▶ Required tasks
(1) According to the article on the human lifespan ceiling, why has life expectancy been growing? Answer in one to three sentences.
(2) Write the next part of the article on the human lifespan ceiling, starting after its final sentence.

▶ Page excerpt
★ ★ ★ ★ ★ ★ ★

Life Unlikely Beyond 115 Year Mark Despite Medical Advances (DT)

Researchers claim to have discovered the maximum age ‘ceiling’ for human lifespan. Despite growing life expectancy because of better nutrition, living conditions and medical care, Dutch scientists say our longevity cannot keep extending forever. Women can only live to a maximum of 115.7 years, they said, while men can only hope for 114.1 years at the most. The research by statisticians at Tilburg and Rotterdam’s Erasmus universities said, however, there were still some people who had bent the norm. The research by statisticians at Tilburg and Rotterdam’s Erasmus universities said women could live to a maximum of 115.7 years, while men could only hope for 114.1 years at the most. However, they did concede that there were exceptions, like Jeanne Calment, the French woman who died in 1997 at the age of 122 years and 164 days old – the longest life ever recorded.

★ ★ ★ ★ ★ ★ ★

▶ Stored data
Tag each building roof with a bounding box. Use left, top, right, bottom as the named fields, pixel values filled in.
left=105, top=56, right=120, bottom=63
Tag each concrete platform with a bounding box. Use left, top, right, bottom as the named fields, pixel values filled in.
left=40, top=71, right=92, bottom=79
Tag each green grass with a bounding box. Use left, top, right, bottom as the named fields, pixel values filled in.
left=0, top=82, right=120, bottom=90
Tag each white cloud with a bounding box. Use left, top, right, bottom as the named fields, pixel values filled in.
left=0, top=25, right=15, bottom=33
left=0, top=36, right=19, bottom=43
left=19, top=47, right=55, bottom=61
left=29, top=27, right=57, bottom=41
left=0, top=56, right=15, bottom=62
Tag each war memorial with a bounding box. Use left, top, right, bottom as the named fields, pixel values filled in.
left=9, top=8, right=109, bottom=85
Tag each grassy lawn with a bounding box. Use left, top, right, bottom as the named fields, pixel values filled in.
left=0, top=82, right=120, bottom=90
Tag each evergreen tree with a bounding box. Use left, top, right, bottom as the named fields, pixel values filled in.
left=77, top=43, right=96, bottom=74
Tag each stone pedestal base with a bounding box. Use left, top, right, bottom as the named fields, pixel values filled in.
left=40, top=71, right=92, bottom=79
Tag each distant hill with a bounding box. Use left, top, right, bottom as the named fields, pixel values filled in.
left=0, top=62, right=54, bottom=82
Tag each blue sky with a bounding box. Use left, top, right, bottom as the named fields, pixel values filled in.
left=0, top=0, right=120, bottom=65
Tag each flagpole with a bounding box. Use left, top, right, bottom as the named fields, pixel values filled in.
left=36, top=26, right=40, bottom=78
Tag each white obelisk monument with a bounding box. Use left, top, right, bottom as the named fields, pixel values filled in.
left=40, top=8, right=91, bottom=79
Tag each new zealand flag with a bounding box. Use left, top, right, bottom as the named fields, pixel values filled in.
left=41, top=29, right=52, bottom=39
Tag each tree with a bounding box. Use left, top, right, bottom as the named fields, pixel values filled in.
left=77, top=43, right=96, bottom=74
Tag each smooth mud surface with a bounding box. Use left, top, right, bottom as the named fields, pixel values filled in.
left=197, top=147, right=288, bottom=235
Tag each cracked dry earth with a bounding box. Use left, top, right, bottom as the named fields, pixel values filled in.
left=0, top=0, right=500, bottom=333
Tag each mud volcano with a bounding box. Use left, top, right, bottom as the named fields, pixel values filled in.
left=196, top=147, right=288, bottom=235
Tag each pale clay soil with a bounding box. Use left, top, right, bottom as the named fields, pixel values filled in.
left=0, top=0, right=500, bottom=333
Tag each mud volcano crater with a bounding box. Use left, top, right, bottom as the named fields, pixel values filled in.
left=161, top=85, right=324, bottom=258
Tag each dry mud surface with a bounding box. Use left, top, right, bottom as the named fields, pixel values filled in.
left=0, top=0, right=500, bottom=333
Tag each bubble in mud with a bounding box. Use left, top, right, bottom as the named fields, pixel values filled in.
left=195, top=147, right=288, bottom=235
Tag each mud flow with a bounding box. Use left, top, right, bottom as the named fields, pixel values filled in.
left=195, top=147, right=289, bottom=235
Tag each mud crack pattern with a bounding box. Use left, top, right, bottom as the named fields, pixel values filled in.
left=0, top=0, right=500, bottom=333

★ ★ ★ ★ ★ ★ ★

▶ Responses by task
(1) Life expectancy has been growing because of better nutrition, living conditions and medical care.

(2)
Lifespan is the term used to describe how long an individual lives, while life expectancy is the average duration of life that individuals in an age group can expect to have – a measure of societal wellbeing. The team mined data over 30 years from some 75,000 Dutch people whose exact ages were recorded at the time of death. “On average, people live longer, but the very oldest among us have not gotten older over the last thirty years,” Prof John Einmahl said. “There is certainly some kind of a wall here. Of course the average life expectancy has increased,” he said, pointing out the number of people turning 95 in the Netherlands had almost tripled. “Nevertheless, the maximum ceiling itself hasn’t changed,” he said.

The Dutch findings, to be published next month, come in the wake of those by US-based researchers who last year claimed a similar age ceiling. However, that study by Albert Einstein College of Medicine in New York found that exceptionally long-lived individuals were not getting as old as before. Einmahl and his researchers disputed that, saying their conclusions deduced by using a statistical brand called ‘Extreme Value Theory’, showed almost no fluctuation in maximum lifespan.